::: Text for analysis
The old woman calls the shadow revels to an end…; Vampyr
…was on November 4, 1980. Election day of that year. I had come into Manhattan from New Jersey to spend some time with a pretty-much-former girlfriend (hope, although for what exactly I couldn’t say, tending to spring eternal back then), on just what pretext I can’t remember. She made some joke about keeping me out until after the polls closed—she was an avowed Reaganite and wanted some insurance for Jersey, or something.
Or maybe hanging out with the former girlfriend was a sidelight, and I had actually come into town to see Godard’s Sauve qui peut, which was playing up at the Lincoln Plaza, and I enlisted the former girlfriend (I guess that about now I ought to dignify her with a name—Debra, it was) to come along on account as she was still pretty much the only person I knew in New York (aside from the Brooklyn Kennys) and she was interested in Godard in the way that many non-film/film studies majors at NYU were interested in Godard at the time, that is, kinda/sorta. I don’t know.
The point is we wound up seeing three films that day. First, the Godard, which at the time, coming after such a long period of silence (his last picture to get any kind of meaningful exposure in the States had been Tout va bien in ’72; of course he had been working, making video and film, the whole time of his putative exile from “commercial” cinema, but we just weren’t seeing the work) was beautiful and strange; Godard the pop artist and agitator was gone, replaced by an elegiac post-classicist. I don’t think that’s how I actually put it to Debra as we walked down Eighth Avenue and into Times Square.
Times Square is where we saw the second film, one of the “adult” variety. Debra had never seen one before, and was curious (the fact that in September I had worked as a production assistant on one such picture was a factor here), but of course would never have entered any such theater by herself. I was ambivalent about the prospect (and no, I did not believe that the viewing of such material would work any kind of aphrodisiac effect on her), but I was a fairly pliable ex-boyfriend, so there we went. We were nervous, as being around Times Square back then would make you. There was also the fact that we were determinedly non-erotically engaged with the material. So we chatted. “That’s an interesting angle.” Getting shushed in a porno theater was a little different than getting shushed in a conventional cinema. You felt a little guiltier, for one thing, as if you were interrupting something a bit more crucial to a particular viewer.
::::::
::: Data section
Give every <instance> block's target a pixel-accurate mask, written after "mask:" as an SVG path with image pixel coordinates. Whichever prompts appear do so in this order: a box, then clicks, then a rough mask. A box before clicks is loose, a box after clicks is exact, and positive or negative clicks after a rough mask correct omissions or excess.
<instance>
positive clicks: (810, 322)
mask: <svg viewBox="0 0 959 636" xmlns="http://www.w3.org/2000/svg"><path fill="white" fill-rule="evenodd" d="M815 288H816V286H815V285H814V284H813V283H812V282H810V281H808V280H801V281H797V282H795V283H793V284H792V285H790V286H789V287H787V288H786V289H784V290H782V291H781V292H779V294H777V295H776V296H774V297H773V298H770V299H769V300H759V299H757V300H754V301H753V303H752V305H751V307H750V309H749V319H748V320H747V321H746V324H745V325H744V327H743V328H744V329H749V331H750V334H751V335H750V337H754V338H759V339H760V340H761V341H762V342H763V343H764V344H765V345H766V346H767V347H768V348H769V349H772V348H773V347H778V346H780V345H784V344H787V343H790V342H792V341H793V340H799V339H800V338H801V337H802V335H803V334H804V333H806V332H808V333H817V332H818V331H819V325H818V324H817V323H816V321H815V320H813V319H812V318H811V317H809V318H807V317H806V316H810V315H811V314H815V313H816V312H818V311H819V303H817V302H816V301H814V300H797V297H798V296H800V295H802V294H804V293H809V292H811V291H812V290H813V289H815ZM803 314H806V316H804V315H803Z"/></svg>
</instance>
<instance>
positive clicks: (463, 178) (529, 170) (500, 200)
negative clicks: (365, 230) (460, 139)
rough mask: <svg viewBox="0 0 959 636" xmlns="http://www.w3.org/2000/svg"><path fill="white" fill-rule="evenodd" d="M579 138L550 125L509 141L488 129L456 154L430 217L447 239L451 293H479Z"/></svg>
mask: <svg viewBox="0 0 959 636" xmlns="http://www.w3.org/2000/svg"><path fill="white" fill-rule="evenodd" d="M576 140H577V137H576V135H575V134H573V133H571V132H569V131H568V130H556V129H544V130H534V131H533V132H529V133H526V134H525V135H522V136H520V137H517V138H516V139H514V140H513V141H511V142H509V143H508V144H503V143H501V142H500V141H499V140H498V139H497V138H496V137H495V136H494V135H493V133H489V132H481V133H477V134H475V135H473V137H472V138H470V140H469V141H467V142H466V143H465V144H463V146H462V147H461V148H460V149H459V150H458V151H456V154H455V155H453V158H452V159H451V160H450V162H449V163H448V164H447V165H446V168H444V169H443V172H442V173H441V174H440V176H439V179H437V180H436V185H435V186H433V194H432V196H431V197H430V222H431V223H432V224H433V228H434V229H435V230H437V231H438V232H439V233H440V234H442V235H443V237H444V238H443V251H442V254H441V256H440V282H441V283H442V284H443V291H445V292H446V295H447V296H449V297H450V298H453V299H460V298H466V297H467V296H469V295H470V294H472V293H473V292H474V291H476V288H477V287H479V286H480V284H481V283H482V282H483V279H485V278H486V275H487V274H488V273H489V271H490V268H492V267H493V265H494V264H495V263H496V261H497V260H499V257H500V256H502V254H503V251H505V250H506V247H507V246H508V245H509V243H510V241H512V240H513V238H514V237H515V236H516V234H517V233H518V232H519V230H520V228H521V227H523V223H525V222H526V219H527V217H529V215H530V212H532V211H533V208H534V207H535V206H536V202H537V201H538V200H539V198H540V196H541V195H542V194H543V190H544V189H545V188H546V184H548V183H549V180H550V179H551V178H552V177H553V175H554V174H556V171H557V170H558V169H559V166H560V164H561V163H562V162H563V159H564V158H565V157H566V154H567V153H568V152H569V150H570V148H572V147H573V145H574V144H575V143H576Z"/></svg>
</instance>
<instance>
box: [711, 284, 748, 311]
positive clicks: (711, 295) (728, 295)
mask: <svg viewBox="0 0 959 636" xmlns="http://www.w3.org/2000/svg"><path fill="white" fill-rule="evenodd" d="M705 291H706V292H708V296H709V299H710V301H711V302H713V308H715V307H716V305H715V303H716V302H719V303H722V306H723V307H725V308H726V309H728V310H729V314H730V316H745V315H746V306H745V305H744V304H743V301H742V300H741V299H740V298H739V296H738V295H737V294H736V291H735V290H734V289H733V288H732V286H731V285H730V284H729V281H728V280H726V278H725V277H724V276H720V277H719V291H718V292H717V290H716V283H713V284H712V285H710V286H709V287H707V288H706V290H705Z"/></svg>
::::::
Activity 1 ::
Repeat word for word the part of the essay on Election Day 1980 that opens with the words containing "The point is" and closes with "into Times Square.".
Activity 2 ::
Answer these questions from the essay on Election Day 1980.
(a) Which Godard film was playing at the Lincoln Plaza?
(b) What had been Godard's last picture to get any kind of meaningful exposure in the States?
(c) What job had the narrator held in September on an adult picture?
Nothing in the records is required here.

Answer section 1 ::
The point is we wound up seeing three films that day. First, the Godard, which at the time, coming after such a long period of silence (his last picture to get any kind of meaningful exposure in the States had been Tout va bien in ’72; of course he had been working, making video and film, the whole time of his putative exile from “commercial” cinema, but we just weren’t seeing the work) was beautiful and strange; Godard the pop artist and agitator was gone, replaced by an elegiac post-classicist. I don’t think that’s how I actually put it to Debra as we walked down Eighth Avenue and into Times Square.

Answer section 2 ::
(a) Sauve qui peut.
(b) Tout va bien, in '72.
(c) Production assistant.